Object location annotation data
━━━━━━━━━━
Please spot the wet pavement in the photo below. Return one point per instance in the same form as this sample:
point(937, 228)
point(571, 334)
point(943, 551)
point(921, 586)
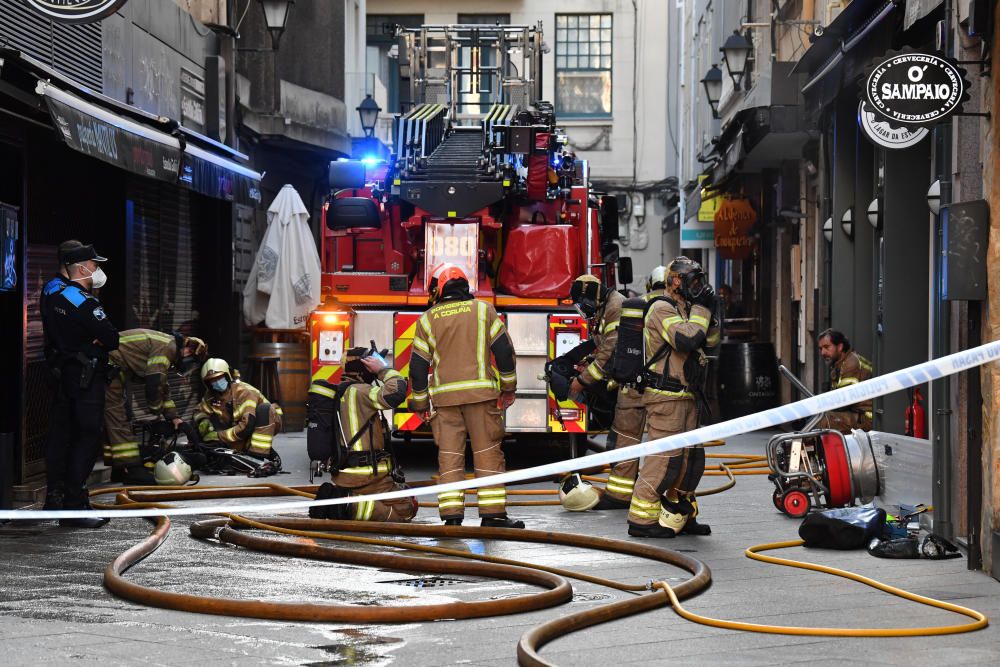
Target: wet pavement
point(55, 610)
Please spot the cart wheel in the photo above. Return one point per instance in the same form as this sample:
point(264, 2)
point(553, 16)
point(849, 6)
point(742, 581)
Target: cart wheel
point(795, 504)
point(776, 499)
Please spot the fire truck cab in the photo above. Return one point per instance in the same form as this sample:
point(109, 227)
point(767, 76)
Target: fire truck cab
point(480, 176)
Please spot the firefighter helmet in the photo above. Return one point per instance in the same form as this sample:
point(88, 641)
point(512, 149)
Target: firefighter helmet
point(693, 280)
point(441, 276)
point(588, 294)
point(172, 470)
point(657, 279)
point(577, 495)
point(213, 369)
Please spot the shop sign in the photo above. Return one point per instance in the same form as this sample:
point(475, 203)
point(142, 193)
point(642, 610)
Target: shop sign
point(733, 223)
point(76, 11)
point(884, 134)
point(912, 88)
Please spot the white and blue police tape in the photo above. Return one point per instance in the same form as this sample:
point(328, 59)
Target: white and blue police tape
━━━━━━━━━━
TASK OBJECTIVE: Update the lines above by replacing every "Target" with "Object" and keeping everything else the same, and leave the pictures out of your answer.

IN RESPONSE:
Please spot the wet pavement in the photo below. Return one point per instance in the same form as this sample:
point(937, 228)
point(571, 334)
point(943, 551)
point(921, 586)
Object: wet pavement
point(55, 610)
Please spot the cart wheel in the photo above. Return one point per instance in the same form as this sample:
point(264, 2)
point(553, 16)
point(849, 6)
point(742, 581)
Object: cart wheel
point(795, 504)
point(776, 499)
Please spot the fire truck cab in the photo above. Return one point per instance in the same form as this sample:
point(109, 227)
point(767, 76)
Object: fire truck cab
point(480, 176)
Please spot the firefighter helmet in the photo above. Return one point per instance in the same form as this sample:
point(88, 641)
point(512, 149)
Object: firefighter helmet
point(693, 280)
point(441, 276)
point(588, 294)
point(172, 470)
point(657, 279)
point(577, 495)
point(213, 369)
Please spot the shop sign in the photo above. Return one point per instance in the same form as this sample:
point(475, 203)
point(142, 193)
point(642, 610)
Object: shop sign
point(733, 223)
point(76, 11)
point(884, 134)
point(912, 88)
Please spot the white and blue police tape in the photo above. Return one point per instance in the same form as this sample:
point(328, 59)
Object: white and blue police tape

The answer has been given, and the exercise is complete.